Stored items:
-- Begin --

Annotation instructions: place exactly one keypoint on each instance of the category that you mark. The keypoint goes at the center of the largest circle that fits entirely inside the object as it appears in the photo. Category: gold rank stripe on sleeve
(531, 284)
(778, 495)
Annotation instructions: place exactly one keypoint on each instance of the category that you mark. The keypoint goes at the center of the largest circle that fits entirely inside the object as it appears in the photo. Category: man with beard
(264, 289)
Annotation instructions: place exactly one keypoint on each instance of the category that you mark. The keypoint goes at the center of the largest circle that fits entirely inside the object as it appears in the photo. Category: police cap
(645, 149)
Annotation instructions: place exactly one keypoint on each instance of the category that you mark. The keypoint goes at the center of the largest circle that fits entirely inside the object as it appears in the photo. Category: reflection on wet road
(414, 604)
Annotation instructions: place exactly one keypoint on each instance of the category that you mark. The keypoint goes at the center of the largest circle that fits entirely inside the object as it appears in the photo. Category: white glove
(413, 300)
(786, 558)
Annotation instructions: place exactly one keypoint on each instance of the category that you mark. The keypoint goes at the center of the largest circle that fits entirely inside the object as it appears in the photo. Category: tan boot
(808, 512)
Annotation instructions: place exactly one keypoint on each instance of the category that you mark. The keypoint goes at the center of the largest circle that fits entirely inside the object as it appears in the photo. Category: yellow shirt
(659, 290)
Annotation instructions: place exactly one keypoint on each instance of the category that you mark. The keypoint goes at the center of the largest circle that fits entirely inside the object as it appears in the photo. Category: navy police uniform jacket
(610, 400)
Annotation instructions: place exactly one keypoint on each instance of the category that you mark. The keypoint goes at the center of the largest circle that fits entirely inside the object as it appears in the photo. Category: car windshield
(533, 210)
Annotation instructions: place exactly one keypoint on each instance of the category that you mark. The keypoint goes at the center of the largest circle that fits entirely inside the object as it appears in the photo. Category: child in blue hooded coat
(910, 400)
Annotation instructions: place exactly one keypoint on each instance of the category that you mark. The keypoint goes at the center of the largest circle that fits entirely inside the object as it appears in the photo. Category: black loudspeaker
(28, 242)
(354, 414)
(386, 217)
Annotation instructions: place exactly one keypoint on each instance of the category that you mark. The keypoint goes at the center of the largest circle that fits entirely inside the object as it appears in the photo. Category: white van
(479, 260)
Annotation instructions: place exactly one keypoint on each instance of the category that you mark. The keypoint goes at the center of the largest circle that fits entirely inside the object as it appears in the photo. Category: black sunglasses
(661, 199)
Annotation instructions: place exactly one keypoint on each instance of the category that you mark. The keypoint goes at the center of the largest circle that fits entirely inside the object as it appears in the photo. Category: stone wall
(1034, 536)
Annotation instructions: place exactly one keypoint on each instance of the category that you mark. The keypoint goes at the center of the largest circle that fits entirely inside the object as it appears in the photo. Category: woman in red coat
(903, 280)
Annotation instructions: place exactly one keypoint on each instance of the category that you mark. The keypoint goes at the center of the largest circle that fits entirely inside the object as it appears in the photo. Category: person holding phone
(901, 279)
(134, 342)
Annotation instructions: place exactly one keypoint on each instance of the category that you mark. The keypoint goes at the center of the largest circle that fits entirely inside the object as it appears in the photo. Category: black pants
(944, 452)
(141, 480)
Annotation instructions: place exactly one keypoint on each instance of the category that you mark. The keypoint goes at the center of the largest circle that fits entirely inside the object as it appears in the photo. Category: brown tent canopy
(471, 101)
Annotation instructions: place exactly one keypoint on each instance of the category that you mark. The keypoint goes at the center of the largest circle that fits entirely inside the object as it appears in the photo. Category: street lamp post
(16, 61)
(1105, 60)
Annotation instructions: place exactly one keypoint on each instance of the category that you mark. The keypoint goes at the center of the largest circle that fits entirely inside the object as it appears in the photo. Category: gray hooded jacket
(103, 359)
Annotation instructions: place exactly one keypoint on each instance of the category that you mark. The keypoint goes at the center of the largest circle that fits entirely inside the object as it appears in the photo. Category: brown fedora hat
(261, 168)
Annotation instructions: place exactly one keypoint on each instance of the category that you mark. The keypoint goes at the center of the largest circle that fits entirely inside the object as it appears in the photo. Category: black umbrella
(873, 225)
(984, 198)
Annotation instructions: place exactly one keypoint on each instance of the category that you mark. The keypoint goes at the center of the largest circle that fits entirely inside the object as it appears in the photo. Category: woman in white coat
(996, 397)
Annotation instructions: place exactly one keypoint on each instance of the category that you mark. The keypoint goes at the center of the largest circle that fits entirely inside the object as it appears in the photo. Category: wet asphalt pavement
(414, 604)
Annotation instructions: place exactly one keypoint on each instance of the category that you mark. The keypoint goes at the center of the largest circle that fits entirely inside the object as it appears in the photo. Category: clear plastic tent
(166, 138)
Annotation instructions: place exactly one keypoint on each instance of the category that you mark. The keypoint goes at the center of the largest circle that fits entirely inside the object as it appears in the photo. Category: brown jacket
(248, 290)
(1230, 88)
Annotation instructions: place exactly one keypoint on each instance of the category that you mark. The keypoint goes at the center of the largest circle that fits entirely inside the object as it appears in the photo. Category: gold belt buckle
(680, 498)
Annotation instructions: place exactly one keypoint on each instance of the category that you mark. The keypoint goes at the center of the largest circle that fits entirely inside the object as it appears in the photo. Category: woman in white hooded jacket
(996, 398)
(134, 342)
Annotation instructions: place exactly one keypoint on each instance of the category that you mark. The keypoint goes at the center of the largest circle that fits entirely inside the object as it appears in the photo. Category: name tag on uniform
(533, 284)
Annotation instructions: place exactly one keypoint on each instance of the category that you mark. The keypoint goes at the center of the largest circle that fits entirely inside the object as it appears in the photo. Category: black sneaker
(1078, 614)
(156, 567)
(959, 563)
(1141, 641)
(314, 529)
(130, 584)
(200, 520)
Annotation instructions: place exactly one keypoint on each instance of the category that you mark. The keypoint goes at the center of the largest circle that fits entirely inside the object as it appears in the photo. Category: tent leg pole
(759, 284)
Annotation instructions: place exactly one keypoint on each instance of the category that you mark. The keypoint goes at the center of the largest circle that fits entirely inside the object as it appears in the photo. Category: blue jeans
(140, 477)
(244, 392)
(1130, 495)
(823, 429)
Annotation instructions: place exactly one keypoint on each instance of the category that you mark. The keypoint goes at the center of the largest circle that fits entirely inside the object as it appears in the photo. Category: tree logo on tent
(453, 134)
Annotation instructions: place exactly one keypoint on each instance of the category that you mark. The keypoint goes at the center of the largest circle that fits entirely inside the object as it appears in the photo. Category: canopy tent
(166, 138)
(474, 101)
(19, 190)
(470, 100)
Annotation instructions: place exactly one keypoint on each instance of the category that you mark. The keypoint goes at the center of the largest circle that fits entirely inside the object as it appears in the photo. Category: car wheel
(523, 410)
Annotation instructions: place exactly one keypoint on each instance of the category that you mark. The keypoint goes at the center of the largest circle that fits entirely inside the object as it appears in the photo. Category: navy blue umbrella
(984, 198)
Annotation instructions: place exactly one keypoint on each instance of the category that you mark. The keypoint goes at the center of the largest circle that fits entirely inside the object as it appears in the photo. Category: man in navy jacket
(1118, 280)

-- End --

EXERCISE TASK:
Copy all the records above exactly, missing none.

ANSWER TO THE TASK:
Annotation instructions: place exactly one keypoint on each instance of the category that you mark. The keypoint goes at the center of the largest circle that fits entirely inside the object as it appears in the photo. Category: gold rank stripe on sleeve
(531, 284)
(778, 495)
Annotation instructions: place exactly one keypoint on each instance of the category that you mark. The keypoint goes at the center of the largest circle that fits entirely inside the object as it appears in the photo. Category: man with beard
(264, 289)
Annotation instructions: place exactly one keypoint on each instance of the category that you mark. The keypoint goes at the center of the largest circle that fits entirely inside the object as it appears in the photo. Category: police cap
(645, 149)
Annotation instructions: place exactly one keypoint on each instance of the category that you mark. The keypoint goes at the center of the largest circle that fits entirely inside the object as it appears in the photo. Category: reflection on wet road
(414, 604)
Annotation instructions: place exactly one keypoint on each instance of the category that you mark. The keypoint goes at the center of the largest circle that fits entirely inside the object as it appears in the photo. Category: white glove
(413, 300)
(786, 558)
Annotation instructions: place exactly one keypoint on each instance of the category that you mark. The keypoint goes at the center of the largest circle that fits entirely inside the object as it appears in the photo. Category: tan boot
(808, 512)
Annotation instructions: place exactly one keypoint on each instance of the category that you mark. The keypoint goes at the center of the largest circle that fits entirely inside the object as it appears in the photo. Category: yellow shirt
(659, 290)
Annotation instructions: place exactly one keypoint on each instance of the category that you mark. The keypoint goes at the center of the largest circle that fits entirely inside the object as it appears in the photo. Category: navy police uniform jacket
(610, 400)
Annotation instructions: place exactly one keypoint on each instance of the category that you mark. The keypoint goes at the center of the largest circle that fits entirely inside the object as it appears in the photo. Category: car windshield
(533, 210)
Annotation instructions: place exactly one keypoint on each instance of the category that you mark. The keypoint goes at the center of the largest circle that fits entirely inside the object as it appears in the photo. Category: child in blue hooded coat
(910, 400)
Annotation instructions: place exactly one keypoint on each instance of the category that you mark. The keypoint goes at the center of the largest circle that fits entirely inside the object as it appears in the photo. Category: black loudspeaker
(28, 242)
(354, 414)
(386, 217)
Annotation instructions: place exactly one keypoint on each instance of the category that you mark. The keypoint goes at the center of the largest circle that fits entirely inside the object as it appears in the photo. Category: white van
(479, 260)
Annotation instructions: place exactly one keypoint on each instance of the category that you mark. The keypoint goes at the center of the largest circle that fits entirely inside the object as it appears in the photo. Category: black sunglasses
(661, 199)
Annotation instructions: place exactly one keypoint on each instance of the category that you mark. The keypoint goes at the center of the largest circle that fits entirely inside the object as it appears in the photo. Category: stone wall
(1034, 536)
Annotation instructions: place exactly one keypoint on each instance of the category that you mark. The keypoint goes at the center of the largest circle that fits entirely inside the object as it appears in the photo. Category: woman in red coat
(903, 280)
Annotation instructions: place exactly one keypoint on each instance of the category that you mark. The keypoint goes at the center of the largest circle that fits entirely inside the object as it appears in the photo. Category: person holding phone
(901, 279)
(134, 342)
Annotation instructions: place exactly one keypoint on each instance of the category that you mark. The keypoint goes at the center of the largest circle that fits entirely inside the object as it appears in the photo. Category: black pants
(944, 452)
(141, 480)
Annotation instructions: place exactly one keypoint on each instance of the category that you mark. The keypoint goes at the center of the largest circle that fits entirely inside the object as it appears in the photo. Category: brown tent canopy
(471, 101)
Annotation instructions: place exactly one keypoint on each instance of the category that you mark. The keypoint goes at the center of the largest circle that fits entirely inside the object as it appears in the photo. Category: street lamp post
(16, 61)
(1105, 60)
Annotation instructions: place exactly one keypoint on each instance of the category that you mark. The keypoint goes at the center of the largest circle that fits entirely inside the object as it appears in the photo. Category: gray hooded jacket
(103, 359)
Annotation instructions: place exactly one keypoint on each instance of the category that you mark. The keypoint goes at the center of the largest circle that fits entirely inside the object as it appears in the photo. Category: brown fedora hat
(261, 168)
Annotation instructions: place exactly one keypoint on each instance of the category that you mark. The keypoint goes at the center of the largest circle that fits entirely inside the object as it appears in the photo. Category: black umbrella
(873, 225)
(984, 198)
Annotation instructions: place exactly one keypoint on each instance of the category that you mark. The keypoint goes at the center of the largest circle that fits entirely inside the object as it appears in the photo. Category: woman in white coat
(996, 397)
Annotation instructions: place exactly one keypoint on each instance of the category that you mark. The keypoint goes at the center of the largest circle that fits entirely inside the object as it appears in the photo. Category: wet asphalt pavement
(414, 604)
Annotation instructions: place exactly one keypoint on each instance of the category that you mark. The keypoint goes at the center of the largest circle that fits entirely inside the object as it appears in the photo. Category: clear plastic tent
(166, 138)
Annotation instructions: place exactly one keypoint on each instance of the category that you mark. The keypoint goes at the center of the largest circle that fits entirely inside the object as it appears in the photo. Category: brown jacket
(248, 290)
(1230, 88)
Annotation instructions: place exactly one keypoint on each instance of the category that you mark. The keypoint goes at the center of the largest circle that fits entirely inside the object as it appears in the photo. Category: gold belt buckle
(680, 498)
Annotation instructions: place exactly one keypoint on each instance of the category that you mark. The keypoint goes at the center of the largest circle that fits entirely inside the object as it appears in the photo. Category: woman in white hooded jacket
(996, 398)
(134, 342)
Annotation instructions: place exactly one keypoint on each instance of the category that you mark. The keypoint goes at the center of the largest circle that fits entirely inside the object as it appears in the photo. Category: name tag on uniform
(533, 284)
Annotation instructions: place exactly one keypoint on each instance of the category that you mark. The keypoint goes at the center of the largest circle that fits entirely inside the object as it appears in the photo. Category: black sneaker
(1078, 614)
(156, 567)
(959, 563)
(1141, 641)
(314, 529)
(130, 584)
(200, 520)
Annotation instructions: place exactly one keypoint on each instance of the category that you mark. The keypoint goes at the center of the largest circle that fits entirely inside the object as it appears in the photo. Category: tent leg pole
(759, 284)
Annotation instructions: place exactly one keypoint on each instance of the category that you mark. The keypoint goes at the center of the largest circle that fits entirely inside the object as it appears in the photo. Category: blue jeans
(140, 477)
(244, 392)
(1130, 495)
(823, 429)
Annotation instructions: place exactly one keypoint on each instance of the category that you mark. The keypoint goes at the center of the largest circle that fits entirely inside the object as it appears in the photo. Category: tree logo on tent
(453, 134)
Annotation instructions: place exactly one keypoint on each instance of the category that you mark. The keypoint goes at the center of the largest circle that fits entirely inside the object as it appears in the photo. Category: canopy tent
(166, 138)
(474, 101)
(19, 190)
(470, 100)
Annotation instructions: place exactly one keypoint on each instance of the category that you mark. The keypoint goes at the center of the largest circle that fits entirely inside the object as it appears in the photo. Category: car wheel
(523, 410)
Annotation instructions: place exactly one keypoint on each instance of the category that you mark. The keypoint goes at the center of the largest circle that fits entirely inside the object as it appears in the photo. Category: navy blue umbrella
(984, 198)
Annotation instructions: place exactly one keypoint on each instance of the category that you mark. The keypoint goes at the center of the largest circle that fits entirely inside the object as it appears in the photo. Category: man in navy jacket
(1118, 280)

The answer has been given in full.